§ Short task
Count the lines in the rows below that contain the string "logo", and give only that number.

Items stored from a collection
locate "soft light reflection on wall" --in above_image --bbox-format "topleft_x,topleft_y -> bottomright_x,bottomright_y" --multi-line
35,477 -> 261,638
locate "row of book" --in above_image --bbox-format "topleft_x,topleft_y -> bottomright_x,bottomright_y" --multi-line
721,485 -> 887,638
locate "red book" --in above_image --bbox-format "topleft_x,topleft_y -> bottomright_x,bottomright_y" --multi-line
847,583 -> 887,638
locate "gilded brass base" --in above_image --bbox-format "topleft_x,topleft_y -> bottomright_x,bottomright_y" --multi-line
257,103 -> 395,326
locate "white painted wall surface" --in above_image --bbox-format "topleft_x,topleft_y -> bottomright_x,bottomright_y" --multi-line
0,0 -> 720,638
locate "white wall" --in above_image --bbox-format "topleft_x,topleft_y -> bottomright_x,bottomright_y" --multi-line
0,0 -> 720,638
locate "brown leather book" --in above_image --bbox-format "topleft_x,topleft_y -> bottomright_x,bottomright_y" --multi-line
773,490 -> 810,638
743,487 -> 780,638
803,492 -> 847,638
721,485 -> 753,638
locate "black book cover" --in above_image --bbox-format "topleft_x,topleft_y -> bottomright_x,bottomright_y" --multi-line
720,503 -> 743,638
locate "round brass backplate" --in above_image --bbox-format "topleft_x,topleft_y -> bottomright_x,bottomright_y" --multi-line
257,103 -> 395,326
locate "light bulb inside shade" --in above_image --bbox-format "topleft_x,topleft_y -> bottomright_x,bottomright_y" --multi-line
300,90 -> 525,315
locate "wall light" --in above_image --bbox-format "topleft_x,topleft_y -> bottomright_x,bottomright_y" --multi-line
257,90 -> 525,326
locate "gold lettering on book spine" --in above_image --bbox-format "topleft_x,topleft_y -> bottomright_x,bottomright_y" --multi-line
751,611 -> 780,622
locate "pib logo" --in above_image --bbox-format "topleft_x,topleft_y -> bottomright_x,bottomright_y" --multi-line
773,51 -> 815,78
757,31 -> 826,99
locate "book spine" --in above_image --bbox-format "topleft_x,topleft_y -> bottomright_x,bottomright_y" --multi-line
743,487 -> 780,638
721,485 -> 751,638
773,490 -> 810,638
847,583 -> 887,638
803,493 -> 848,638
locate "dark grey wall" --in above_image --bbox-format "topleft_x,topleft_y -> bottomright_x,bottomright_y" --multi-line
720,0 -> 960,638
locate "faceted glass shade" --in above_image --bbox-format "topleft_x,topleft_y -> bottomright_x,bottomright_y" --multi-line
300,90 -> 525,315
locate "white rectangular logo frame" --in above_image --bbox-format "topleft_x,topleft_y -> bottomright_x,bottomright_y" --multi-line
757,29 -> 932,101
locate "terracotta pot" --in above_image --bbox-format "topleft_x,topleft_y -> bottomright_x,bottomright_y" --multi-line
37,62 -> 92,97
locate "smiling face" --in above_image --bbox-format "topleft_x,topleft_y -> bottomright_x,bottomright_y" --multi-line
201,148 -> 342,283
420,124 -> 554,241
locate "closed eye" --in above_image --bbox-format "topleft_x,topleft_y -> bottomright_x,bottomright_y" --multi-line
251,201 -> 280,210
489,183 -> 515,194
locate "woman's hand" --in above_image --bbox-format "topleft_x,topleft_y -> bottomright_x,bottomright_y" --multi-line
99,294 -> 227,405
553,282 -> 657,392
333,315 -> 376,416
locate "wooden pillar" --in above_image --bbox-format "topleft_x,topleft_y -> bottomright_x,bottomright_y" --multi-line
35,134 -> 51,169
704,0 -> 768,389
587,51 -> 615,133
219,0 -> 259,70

§ Problem solution
2